Chris Alexander

On Engineering

The Boltzmann Brain

19th October, 2009

There’s only one thing that fascinates me more than big numbers (we’re talking 10^10^10^10^2.08 years big here) and that’s space. And they only just beat really big science theories to it.

So you can probably imagine how happy I was when while reading about some pretty big numbers on Wikipedia, I discovered a concept called the Boltzmann Brain.

This concept is of course named after Ludwig Boltzmann, the Austrian physicist, and I thought I’d share a little bit about the idea with you. I found the combination of physics, probability, and philosophy incredibly interesting.

Boltzmann proposed that we and our observed low-entropy world are a random fluctuation in a higher-entropy universe. Even in a near-equilibrium state, there will be stochastic fluctuations in the level of entropy. The most common fluctuations will be relatively small, resulting in only small amounts of organization, while larger fluctuations and their resulting greater levels of organization will be comparatively more rare. Large fluctuations would be almost inconceivably rare, but this can be explained by the enormous size of the universe and by the idea that if we are the results of a fluctuation, there is a “selection bias”: We observe this very unlikely universe because the unlikely conditions are necessary for us to be here, an expression of the anthropic principle.

This leads to the Boltzmann brain concept: If our current level of organization, having many self-aware entities, is a result of a random fluctuation, it is much less likely than a level of organization which is only just able to create a single self-aware entity. For every universe with the level of organization we see, there should be an enormous number of lone Boltzmann brains floating around in unorganized environments. This refutes the observer argument above: the organization I see is vastly more than what is required to explain my consciousness, and therefore it is highly unlikely that I am the result of a stochastic fluctuation.

The Boltzmann brains paradox is that it is more likely that a brain randomly forms out of the chaos with false memories of its life than that the universe around us would have billions of self-aware brains.

The rationale behind this being paradoxical is that, out of chaos, it is more likely for one instance of a complex structure to arise than for many instances of that thing to arise. This ignores the possibility that the probability of a universe in which a brain pops into existence, without any prior mechanism driving towards its creation, may be dwarfed by the probability of a universe in which there are active mechanisms which lead to processes of development which (given a starting state that is unlikely but not as unlikely as the spontaneous appearance of a brain with no precursor) offer a reasonable probability of producing a species such as ourselves. In a universe of the latter kind, the scenarios in which a brain can arise are naturally prone to produce many such brains, so the large number of such brains is an incidental detail.

**What the exercise asks**
In the Boltzmann Brain post, which physicist is the concept named after?

**Supplied information**
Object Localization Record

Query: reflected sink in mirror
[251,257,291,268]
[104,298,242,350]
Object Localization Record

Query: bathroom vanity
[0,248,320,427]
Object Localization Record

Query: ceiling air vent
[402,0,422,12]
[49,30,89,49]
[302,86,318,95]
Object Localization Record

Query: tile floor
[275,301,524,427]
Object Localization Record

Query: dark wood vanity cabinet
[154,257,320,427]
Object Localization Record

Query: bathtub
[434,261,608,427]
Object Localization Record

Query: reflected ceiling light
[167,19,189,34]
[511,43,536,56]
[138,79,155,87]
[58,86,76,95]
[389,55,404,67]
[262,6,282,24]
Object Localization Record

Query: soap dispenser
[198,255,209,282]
---
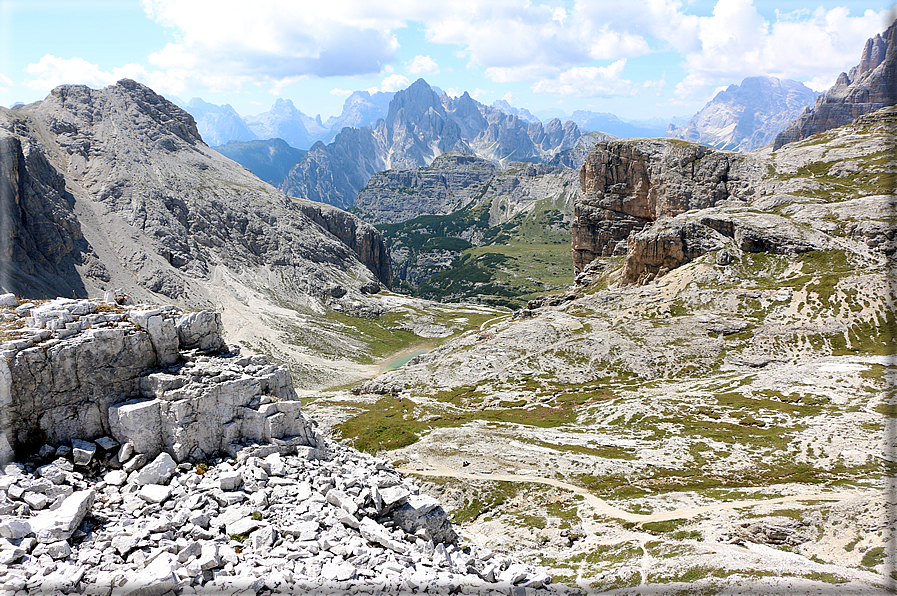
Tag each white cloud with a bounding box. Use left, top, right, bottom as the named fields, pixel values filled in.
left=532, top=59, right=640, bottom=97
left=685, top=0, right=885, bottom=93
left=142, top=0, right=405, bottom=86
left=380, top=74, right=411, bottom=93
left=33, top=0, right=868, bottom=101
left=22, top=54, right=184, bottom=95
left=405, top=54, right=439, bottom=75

**Response for this exercise**
Ludwig Boltzmann, the Austrian physicist.